HOW TO COMPLETE THIS TASK: Wherever a line in the records contains the word "rose", return that line.

──────── DATA RECORDS

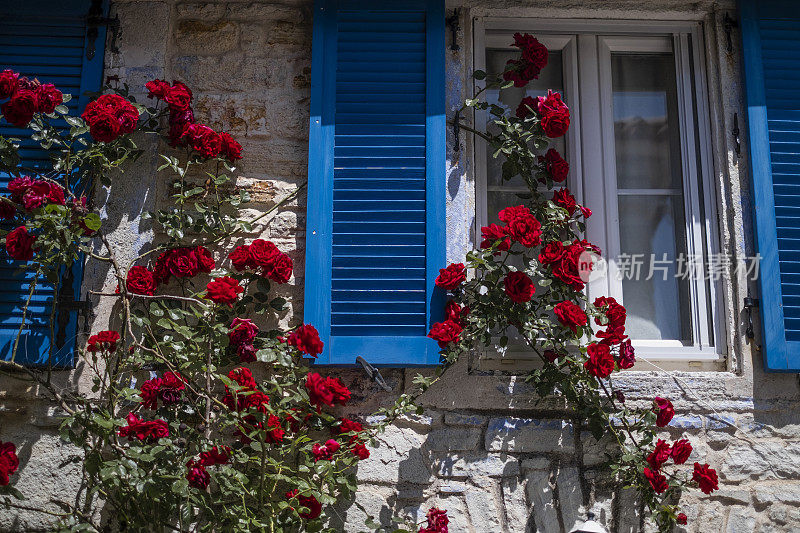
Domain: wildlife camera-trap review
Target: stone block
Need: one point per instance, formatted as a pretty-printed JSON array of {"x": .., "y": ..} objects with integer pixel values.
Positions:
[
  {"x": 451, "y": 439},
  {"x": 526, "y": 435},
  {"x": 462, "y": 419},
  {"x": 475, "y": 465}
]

────────────────
──────── DATA RECORDS

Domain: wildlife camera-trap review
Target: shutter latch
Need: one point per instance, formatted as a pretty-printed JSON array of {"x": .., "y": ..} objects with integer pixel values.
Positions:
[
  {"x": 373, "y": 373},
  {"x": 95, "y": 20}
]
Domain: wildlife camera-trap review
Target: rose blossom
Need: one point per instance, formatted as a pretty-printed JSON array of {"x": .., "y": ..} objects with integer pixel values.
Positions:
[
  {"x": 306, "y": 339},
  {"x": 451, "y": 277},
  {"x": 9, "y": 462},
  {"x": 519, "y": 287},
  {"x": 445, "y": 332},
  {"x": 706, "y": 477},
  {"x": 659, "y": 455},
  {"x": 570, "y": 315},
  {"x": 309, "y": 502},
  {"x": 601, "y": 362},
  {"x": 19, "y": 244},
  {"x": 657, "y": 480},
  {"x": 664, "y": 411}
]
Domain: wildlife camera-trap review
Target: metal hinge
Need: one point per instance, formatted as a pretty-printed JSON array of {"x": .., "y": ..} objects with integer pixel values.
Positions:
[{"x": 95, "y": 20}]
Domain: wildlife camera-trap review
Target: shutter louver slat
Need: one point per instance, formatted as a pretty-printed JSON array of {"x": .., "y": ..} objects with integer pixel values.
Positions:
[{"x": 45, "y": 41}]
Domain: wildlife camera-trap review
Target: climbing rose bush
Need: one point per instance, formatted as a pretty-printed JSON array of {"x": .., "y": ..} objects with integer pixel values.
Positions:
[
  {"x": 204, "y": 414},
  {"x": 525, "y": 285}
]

────────────────

FINAL ANSWER:
Target: rose blossom
Target: climbing rose bush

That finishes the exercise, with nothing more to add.